# Passage to read:
Segment Open
Americans pay dearly to host this nation within a nation of illegal immigrants that soaks up our taxpayer-funded services
[This column was first published by the Houston Chronicle on May 7, 2006, and in other newspapers across the country as well as being picked up by Rush Limbaugh who read it on his national radio show.]
By Mark Cromer
It is said that in war, truth is the first casualty.
Perhaps that is why the hard facts of what is happening in America today as a result of unrelenting mass waves of illegal immigration are being killed in nightly news cycles and buried amid the glib eulogies from pundits who smirk at Americans who don’t have nannies and who mow their own lawns.
For the past several weeks, Americans have witnessed a frenzied campaign waged by proponents of a ‘guest-worker’ amnesty plan that has downplayed, minimized and papered-over the staggering impacts of illegal immigration on working and middleclass neighborhoods.
Segment Closed
# Your task:
Copy the part of the column on illegal immigration starting at "Americans pay dearly" and ending at "their own lawns.", swapping "pundits" for "commentators". The rows after this point have nothing to do with the column.

# Extracted material:
Segment Open
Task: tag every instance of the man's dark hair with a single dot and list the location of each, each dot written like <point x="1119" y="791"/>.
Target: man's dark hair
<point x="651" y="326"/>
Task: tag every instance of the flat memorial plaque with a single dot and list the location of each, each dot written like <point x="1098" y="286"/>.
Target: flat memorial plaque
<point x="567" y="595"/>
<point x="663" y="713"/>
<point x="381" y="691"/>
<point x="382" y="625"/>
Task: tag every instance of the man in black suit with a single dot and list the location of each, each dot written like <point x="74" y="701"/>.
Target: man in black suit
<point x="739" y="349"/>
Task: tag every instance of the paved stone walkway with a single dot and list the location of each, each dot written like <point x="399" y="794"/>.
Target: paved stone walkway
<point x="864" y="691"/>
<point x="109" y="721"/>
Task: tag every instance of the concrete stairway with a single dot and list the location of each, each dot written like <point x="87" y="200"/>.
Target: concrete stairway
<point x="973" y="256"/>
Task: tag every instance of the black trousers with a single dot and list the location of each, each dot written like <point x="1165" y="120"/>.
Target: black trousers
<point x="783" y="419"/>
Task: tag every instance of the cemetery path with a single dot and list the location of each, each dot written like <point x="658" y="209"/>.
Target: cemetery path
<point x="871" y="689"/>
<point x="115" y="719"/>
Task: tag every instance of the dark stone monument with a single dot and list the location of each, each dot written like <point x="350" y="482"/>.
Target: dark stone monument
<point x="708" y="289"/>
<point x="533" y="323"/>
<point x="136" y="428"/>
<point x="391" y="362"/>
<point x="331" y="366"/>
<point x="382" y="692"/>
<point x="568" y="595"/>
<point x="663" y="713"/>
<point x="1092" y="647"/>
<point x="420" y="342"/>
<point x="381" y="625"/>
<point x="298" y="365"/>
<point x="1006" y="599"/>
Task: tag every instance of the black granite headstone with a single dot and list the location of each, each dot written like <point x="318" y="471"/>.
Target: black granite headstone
Segment Closed
# Exercise answer:
Americans pay dearly to host this nation within a nation of illegal immigrants that soaks up our taxpayer-funded services
[This column was first published by the Houston Chronicle on May 7, 2006, and in other newspapers across the country as well as being picked up by Rush Limbaugh who read it on his national radio show.]
By Mark Cromer
It is said that in war, truth is the first casualty.
Perhaps that is why the hard facts of what is happening in America today as a result of unrelenting mass waves of illegal immigration are being killed in nightly news cycles and buried amid the glib eulogies from commentators who smirk at Americans who don’t have nannies and who mow their own lawns.